**Given data:**

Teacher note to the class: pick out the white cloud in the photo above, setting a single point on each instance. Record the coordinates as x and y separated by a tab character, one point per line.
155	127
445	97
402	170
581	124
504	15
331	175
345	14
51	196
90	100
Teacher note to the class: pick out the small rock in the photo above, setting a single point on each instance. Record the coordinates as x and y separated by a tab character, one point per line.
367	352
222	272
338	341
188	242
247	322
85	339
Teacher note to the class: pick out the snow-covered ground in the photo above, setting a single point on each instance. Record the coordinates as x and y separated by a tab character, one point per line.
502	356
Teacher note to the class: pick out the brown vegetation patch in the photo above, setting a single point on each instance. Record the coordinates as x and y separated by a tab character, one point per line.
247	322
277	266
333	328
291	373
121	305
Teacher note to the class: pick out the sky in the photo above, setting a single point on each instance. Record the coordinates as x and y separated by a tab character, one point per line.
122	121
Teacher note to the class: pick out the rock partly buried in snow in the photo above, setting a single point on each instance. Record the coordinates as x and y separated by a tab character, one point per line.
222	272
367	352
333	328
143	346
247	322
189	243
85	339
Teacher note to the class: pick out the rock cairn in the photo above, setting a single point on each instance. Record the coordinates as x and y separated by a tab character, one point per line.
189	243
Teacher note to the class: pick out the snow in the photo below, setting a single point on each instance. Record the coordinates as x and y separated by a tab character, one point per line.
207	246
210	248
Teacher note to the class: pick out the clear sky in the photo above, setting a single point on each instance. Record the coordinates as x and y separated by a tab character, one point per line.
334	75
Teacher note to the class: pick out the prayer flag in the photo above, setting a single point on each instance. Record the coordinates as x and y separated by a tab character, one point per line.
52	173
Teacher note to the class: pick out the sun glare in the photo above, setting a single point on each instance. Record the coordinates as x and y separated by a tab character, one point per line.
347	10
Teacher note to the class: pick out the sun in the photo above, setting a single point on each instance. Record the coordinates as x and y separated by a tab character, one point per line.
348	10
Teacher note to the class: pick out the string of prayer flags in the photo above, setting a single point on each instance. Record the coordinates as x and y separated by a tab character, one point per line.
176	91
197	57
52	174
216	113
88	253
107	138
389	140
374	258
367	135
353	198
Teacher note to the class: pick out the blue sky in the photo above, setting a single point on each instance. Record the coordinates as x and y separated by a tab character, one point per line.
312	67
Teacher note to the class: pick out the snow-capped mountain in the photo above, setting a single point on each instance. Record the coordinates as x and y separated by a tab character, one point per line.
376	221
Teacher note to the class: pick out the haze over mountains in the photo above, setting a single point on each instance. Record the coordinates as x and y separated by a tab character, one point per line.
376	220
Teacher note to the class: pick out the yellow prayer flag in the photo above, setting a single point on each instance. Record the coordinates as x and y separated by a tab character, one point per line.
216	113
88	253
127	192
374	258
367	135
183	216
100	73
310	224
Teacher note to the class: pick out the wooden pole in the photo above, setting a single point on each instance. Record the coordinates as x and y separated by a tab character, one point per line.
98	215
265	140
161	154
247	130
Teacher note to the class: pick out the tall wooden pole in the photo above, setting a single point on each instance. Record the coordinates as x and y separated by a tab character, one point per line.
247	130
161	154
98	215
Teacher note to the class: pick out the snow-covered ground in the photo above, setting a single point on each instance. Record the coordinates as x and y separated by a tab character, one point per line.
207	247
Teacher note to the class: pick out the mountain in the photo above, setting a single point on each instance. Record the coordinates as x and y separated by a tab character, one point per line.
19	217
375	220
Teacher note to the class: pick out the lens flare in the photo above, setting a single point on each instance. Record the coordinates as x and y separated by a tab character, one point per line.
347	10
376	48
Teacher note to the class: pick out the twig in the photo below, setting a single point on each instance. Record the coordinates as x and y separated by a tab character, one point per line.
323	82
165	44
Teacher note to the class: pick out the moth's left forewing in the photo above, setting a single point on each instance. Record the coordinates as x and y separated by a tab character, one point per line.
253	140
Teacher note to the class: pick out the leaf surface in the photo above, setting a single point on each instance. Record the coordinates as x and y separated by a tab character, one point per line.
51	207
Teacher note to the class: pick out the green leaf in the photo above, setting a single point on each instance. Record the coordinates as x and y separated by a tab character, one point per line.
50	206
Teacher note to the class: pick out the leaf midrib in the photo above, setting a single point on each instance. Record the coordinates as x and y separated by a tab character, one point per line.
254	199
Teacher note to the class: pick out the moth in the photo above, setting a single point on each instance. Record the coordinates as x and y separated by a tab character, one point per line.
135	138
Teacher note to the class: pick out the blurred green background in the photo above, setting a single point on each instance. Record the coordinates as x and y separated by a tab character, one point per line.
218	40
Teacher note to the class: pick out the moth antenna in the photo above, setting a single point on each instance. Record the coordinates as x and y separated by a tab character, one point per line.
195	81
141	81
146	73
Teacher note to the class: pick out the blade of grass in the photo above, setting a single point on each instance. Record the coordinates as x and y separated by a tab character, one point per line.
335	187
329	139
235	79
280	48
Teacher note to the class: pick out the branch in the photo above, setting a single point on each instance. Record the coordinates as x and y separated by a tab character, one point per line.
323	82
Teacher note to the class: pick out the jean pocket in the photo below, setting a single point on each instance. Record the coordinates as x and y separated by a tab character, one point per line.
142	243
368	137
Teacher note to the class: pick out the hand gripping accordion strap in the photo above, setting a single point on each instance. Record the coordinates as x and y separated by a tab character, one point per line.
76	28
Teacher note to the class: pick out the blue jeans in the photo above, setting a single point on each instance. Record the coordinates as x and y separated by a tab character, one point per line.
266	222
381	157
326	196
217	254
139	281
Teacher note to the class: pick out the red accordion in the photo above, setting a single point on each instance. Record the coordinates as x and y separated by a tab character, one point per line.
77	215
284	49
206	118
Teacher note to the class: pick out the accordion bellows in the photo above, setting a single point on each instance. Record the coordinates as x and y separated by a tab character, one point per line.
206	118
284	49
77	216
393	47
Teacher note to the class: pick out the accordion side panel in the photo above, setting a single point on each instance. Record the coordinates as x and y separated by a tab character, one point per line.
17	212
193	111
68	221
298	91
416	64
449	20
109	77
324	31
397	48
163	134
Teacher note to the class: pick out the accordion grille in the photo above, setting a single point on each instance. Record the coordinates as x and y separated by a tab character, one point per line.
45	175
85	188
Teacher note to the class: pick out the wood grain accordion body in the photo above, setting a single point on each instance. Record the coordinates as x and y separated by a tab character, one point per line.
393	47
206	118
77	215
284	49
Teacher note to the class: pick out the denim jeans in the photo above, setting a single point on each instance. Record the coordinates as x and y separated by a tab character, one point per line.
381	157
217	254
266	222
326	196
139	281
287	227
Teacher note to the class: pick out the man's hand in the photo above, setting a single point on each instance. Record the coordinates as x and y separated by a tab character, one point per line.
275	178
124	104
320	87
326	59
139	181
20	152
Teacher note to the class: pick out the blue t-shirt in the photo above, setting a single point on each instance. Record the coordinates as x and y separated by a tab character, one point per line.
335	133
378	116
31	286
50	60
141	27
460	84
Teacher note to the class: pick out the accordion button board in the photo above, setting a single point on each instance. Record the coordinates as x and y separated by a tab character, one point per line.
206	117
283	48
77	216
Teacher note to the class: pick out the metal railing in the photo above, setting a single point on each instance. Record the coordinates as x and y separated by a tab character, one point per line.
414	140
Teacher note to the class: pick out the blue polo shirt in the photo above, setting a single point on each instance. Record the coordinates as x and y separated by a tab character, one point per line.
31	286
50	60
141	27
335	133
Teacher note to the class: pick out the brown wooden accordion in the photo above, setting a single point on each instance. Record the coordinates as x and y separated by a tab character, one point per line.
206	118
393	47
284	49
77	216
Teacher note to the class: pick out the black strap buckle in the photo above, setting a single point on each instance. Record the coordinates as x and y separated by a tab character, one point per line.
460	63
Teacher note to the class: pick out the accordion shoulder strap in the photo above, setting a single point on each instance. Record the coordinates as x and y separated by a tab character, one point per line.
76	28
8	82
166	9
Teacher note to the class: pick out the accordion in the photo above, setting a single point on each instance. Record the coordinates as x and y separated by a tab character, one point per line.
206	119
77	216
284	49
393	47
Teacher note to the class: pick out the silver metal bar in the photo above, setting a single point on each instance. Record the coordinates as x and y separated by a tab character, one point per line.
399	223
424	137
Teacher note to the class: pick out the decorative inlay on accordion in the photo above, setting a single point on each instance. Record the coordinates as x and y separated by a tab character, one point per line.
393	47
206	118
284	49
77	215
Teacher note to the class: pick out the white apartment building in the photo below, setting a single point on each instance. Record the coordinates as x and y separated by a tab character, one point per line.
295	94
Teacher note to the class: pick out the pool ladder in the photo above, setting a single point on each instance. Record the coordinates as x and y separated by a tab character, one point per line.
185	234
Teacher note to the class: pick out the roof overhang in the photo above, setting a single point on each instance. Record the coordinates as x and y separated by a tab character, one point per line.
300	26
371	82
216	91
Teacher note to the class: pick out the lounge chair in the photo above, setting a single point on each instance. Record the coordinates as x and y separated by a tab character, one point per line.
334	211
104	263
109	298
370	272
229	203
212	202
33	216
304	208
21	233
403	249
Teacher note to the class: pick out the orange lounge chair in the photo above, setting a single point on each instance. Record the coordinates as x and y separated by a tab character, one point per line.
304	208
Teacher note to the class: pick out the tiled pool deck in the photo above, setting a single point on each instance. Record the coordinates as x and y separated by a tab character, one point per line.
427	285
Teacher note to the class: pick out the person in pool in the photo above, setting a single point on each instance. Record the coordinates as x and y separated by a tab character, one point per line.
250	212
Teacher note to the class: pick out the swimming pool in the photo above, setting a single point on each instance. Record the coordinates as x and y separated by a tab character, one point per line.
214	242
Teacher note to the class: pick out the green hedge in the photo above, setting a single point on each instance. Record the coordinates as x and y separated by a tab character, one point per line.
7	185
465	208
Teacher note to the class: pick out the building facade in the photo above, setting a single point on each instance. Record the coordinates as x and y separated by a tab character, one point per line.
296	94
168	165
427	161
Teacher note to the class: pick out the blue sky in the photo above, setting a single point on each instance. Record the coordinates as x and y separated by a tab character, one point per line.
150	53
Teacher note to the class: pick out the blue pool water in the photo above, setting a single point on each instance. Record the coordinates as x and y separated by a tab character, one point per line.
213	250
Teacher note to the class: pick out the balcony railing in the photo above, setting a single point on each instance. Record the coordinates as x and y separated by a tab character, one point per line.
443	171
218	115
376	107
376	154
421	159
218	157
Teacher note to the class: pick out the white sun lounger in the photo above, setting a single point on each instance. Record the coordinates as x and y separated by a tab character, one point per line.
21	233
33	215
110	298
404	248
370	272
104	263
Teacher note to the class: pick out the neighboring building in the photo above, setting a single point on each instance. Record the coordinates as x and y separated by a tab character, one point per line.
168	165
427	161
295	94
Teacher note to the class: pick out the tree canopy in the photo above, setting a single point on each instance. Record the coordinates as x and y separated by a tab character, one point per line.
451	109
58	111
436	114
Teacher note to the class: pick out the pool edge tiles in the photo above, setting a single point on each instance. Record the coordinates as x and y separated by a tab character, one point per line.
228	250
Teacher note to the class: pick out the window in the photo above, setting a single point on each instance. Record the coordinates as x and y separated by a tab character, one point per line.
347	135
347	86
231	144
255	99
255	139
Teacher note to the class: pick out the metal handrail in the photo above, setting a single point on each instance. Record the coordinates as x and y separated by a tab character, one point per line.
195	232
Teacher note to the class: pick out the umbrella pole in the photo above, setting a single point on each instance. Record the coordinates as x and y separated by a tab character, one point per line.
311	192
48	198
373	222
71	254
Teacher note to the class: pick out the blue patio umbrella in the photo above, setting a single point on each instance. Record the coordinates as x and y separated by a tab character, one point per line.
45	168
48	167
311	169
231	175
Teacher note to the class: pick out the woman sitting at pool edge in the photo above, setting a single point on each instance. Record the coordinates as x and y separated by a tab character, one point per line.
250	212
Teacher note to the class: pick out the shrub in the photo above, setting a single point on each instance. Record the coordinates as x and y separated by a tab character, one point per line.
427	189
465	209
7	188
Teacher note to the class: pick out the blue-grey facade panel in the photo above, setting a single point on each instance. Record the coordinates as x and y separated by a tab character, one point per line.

**Work to be completed:** Find the line that contains "Teacher note to the class: pick out the metal handrail" in the listing above. Retype it and every line after it up to the last, exactly, and nothing else.

**Final result:**
Teacher note to the class: pick out the metal handrail in the photo above, setting a single point on each instance. Record the coordinates as x and y separated by a tab character, one point per line.
195	232
Teacher note to the class: pick out the umbrella pole in the photo above, setting a single point on each instance. Record the coordinates as x and y separated by a tab character, one point per line.
311	192
48	198
373	222
71	254
Teacher note to the class: pick out the blue patio umbrella in the photo above, setting a single point on each instance. Record the coordinates as x and y separated by a tab character, one point per line.
45	168
48	167
311	169
231	175
Teacher note to the class: pick out the woman sitting at pool edge in the photo above, setting a single point on each instance. Record the coordinates as x and y separated by a tab character, one point per line.
250	212
Teacher note to the class: pick out the shrub in the photo above, setting a single point on each instance. Record the coordinates as x and y separated by a tab character, one point per line.
427	189
465	209
7	188
Teacher note to the class: pick out the blue-grey facade panel in the photo above, setting a single point on each instance. Record the coordinates as x and y separated by a tab character, one point per line.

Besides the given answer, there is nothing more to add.